Additional information available:

More Informationreferences clause

More Information
 A col-constraint is a constraint definition that applies to the
 specified column.  The five types of column constraints are PRIMARY
 KEY, NOT NULL, UNIQUE, CHECK, and foreign key constraints.  Foreign
 key constraints are created with the REFERENCES clause.  You can also
 optionally specify a name for a constraint definition.

 The PRIMARY KEY column constraint declares a column to be a primary
 key.  SQL requires that values in this column be unique and not null.
 Therefore, you need not specify the UNIQUE and NOT NULL column
 constraints for a primary key column.

 The NOT NULL column constraint restricts values in the column to
 non-null values.

 The UNIQUE column constraint specifies that values in the column
 named must be unique.  You can use either the UNIQUE or PRIMARY KEY
 keywords to define a column as a unique key for a table.

 The CHECK column constraint specifies a predicate that column values
 inserted into the table must satisfy.  Predicates in CHECK table
 constraints can refer directly only to the column with which they are
 associated.

 The optional CONSTRAINT constraint-name specifies a name for a column
 constraint that is used in several ways:

  o  The INTEG_FAIL error message specifies the name when an INSERT,
     UDPATE, or DELETE statement violates the constraint

  o  ALTER TABLE DROP CONSTRAINT statements specify the name to drop a
     table constraint

  o  SHOW TABLE statements display the names of column and table
     constraints


 The name of the constraint is used in error messages and ALTER TABLE
 DROP CONSTRAINT, SHOW TABLE, DECLARE TRANSACTION and SET TRANSACTION
 statements.  The CONSTRAINT clause is optional.  If you omit the
 constraint name, SQL creates a name.  However, DIGITAL recommends
 that you always name column and table constraints.  The constraint
 names generated by SQL may be obscure and, in programs, may change
 between compilation and running.

Collected data:

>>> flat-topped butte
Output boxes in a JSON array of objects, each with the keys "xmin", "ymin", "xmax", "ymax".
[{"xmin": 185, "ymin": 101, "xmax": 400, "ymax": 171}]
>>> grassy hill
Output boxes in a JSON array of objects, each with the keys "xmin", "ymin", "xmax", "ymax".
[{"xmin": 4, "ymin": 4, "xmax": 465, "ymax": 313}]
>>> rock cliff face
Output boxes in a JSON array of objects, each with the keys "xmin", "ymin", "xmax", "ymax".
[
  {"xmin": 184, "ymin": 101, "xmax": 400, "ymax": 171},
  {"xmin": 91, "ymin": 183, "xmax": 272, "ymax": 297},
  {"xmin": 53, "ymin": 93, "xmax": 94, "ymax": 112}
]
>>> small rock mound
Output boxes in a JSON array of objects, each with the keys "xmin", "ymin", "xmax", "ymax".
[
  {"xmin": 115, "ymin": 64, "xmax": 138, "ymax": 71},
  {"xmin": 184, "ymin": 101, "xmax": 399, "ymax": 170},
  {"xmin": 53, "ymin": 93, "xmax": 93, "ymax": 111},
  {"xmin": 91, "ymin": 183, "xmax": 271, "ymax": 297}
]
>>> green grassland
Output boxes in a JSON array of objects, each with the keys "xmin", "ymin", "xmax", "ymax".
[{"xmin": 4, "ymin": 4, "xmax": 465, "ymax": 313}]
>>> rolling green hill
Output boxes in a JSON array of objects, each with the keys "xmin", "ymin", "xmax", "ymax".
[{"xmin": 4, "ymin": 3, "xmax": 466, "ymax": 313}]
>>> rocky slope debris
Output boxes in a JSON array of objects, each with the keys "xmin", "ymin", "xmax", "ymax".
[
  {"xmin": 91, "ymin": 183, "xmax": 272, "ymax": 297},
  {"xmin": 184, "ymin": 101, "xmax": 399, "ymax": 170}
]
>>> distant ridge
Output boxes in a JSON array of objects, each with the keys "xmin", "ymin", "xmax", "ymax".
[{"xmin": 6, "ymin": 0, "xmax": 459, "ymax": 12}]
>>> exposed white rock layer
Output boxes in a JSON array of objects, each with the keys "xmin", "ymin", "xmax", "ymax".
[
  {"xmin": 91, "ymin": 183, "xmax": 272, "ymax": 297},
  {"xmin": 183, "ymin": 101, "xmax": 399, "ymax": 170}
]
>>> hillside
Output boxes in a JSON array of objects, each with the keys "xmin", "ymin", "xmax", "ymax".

Aim →
Turn the paragraph of the text on column constraints that begins "A col-constraint is a constraint definition" into a short bulleted list that keeps its main facts. Rely only on the text on column constraints for this work.

Exercise response →
- A col-constraint is a constraint definition that applies to the specified column.
- There are five types: PRIMARY KEY, NOT NULL, UNIQUE, CHECK, and foreign key constraints.
- Foreign key constraints are created with the REFERENCES clause.
- A name for a constraint definition can optionally be specified.